2003 Master Sample (MS) Design

Beginning July 2003, the former National Statistics Office (NSO) employs the 2003 master sample (MS) design in the conduct of its household surveys. The 2003 MS extensively employed the results of the 2000 Census of Population and Housing as well as results of past national surveys, such as the 2000 Family Income and Expenditure Survey (FIES), the 2001 Labor Force Survey (LFS), and the 1997 Family Planning Survey (FPS).

 

 Related Links

This note provides an overview and general description of the different aspects of the 2003 MS. More thorough discussions are given in the main technical documentation (The 2003 Master Sample Documentation).

A master sample is defined as a sample from which subsamples are drawn to serve the needs of several surveys. Master samples are usually employed for several surveys covering different themes that are integrated in terms of target population, sample design and field operations. The use of master samples promotes efficiency on the use of limited resources (e.g. single cost for the development of survey design and preparation of sampling frames). It also allows the linking of the different survey variables thereby creating a richer database for more meaningful and useful analyses. Usually, a master sample is an area sample of clusters of households referred to as Primary Sampling Units (PSUs).

With the availability of updated information for the general household population from the 2000 Census of Population and Housing, a redesign of the master sample was done.

Target Population

The 2003 master sample design covers all households in the Philippines excluding institutional households as well as households in the Least Accessible Barangays (LABS).

For the 2003 MS, a barangay is classified as LAB if: (a) there is no regular means of transportation (frequency of transportation is less than three times a week); (b) the cost of a oneway fare is more than 500 pesos; or, (c) it takes more than 8 hours of walking to reach the barangay. The LABS were identified by the PSA (former NSO) field offices. The final list was determined after further consultation by the PSA (former NSO) Central Office MS project team with the NSO field offices. A total of 350 barangays were classified as LABs and were excluded in the MS frame.

> _The tasks_:
- 1) From the master sample overview above, output the passage starting with "Related Links" and going on through "Master Sample Documentation).", reproducing it word for word.
- 2) Gather every line in the records below that contains the string "woman", treating uppercase and lowercase as different.

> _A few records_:
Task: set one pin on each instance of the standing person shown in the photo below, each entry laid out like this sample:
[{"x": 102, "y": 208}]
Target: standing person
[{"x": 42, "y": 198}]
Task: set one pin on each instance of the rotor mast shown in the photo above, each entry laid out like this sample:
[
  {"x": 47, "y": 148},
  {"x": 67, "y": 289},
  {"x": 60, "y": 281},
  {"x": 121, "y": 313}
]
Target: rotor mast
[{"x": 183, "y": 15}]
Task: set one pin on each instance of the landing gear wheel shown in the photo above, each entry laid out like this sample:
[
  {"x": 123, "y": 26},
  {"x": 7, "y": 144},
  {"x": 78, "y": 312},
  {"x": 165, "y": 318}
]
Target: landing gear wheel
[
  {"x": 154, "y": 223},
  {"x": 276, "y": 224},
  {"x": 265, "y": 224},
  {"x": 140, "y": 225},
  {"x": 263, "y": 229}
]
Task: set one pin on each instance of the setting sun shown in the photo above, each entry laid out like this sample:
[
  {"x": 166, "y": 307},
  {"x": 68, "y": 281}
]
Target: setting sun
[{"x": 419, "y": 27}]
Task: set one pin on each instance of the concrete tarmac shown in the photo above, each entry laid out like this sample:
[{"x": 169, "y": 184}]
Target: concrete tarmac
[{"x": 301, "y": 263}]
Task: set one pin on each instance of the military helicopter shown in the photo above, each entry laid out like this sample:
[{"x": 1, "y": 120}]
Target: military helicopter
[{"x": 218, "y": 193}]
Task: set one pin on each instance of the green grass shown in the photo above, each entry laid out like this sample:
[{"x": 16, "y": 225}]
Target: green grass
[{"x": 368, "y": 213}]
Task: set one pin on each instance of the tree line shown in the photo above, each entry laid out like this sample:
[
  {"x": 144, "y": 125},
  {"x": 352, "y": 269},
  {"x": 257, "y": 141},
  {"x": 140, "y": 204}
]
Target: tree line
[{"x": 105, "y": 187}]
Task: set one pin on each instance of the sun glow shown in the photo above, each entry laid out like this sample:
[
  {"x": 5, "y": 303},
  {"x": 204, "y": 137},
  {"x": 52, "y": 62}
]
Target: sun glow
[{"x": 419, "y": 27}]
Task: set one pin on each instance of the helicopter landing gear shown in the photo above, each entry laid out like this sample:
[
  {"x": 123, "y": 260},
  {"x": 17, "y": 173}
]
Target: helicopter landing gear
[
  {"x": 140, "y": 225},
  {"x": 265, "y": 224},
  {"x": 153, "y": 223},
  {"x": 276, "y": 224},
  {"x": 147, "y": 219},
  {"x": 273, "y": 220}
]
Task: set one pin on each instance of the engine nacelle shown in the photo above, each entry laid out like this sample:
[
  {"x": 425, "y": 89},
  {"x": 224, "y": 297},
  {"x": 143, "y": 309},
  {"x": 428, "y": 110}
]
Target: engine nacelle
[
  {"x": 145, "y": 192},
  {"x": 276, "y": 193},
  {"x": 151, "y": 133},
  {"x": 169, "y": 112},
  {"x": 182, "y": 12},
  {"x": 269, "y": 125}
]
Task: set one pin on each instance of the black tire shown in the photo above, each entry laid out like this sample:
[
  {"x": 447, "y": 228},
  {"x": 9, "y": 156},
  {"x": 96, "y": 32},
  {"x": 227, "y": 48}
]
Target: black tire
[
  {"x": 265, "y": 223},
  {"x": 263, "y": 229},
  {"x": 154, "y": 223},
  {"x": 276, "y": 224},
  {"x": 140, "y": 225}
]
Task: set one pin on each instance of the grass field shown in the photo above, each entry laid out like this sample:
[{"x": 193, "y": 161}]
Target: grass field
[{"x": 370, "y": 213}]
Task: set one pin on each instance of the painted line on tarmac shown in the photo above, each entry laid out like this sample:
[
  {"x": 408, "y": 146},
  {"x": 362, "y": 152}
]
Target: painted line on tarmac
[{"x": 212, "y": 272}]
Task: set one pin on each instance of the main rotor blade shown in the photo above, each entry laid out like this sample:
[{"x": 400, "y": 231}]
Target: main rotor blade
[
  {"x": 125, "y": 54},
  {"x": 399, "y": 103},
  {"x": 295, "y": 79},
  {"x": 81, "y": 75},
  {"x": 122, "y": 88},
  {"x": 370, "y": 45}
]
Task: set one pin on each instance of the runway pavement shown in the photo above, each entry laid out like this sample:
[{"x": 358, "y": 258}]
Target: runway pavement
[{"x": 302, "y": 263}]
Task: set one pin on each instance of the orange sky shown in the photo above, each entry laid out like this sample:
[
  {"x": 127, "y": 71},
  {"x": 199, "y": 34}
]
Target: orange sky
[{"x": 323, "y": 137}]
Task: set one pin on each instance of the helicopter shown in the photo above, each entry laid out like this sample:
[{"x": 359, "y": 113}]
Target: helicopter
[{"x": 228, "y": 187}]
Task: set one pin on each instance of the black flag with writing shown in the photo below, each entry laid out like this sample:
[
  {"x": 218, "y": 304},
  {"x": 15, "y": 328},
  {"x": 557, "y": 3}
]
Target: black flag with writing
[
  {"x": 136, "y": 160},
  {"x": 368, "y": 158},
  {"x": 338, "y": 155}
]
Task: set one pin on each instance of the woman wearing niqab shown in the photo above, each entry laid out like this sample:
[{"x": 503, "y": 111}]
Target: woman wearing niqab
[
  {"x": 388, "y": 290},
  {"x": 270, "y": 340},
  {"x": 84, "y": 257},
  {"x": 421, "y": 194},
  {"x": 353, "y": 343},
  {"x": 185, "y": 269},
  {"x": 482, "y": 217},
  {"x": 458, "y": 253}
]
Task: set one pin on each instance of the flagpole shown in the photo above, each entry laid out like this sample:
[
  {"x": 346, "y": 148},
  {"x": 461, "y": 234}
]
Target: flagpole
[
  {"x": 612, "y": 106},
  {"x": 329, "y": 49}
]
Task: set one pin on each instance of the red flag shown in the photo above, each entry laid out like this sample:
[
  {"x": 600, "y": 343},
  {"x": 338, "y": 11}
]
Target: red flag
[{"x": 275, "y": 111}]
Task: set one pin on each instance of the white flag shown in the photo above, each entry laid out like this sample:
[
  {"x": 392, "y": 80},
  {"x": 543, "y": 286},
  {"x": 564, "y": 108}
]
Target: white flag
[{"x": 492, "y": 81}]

> _Per-task outputs_:
- 1)
Related Links

This note provides an overview and general description of the different aspects of the 2003 MS. More thorough discussions are given in the main technical documentation (The 2003 Master Sample Documentation).

- 2)
Task: set one pin on each instance of the woman wearing niqab shown in the photo above, each entry laid out like this sample:
Target: woman wearing niqab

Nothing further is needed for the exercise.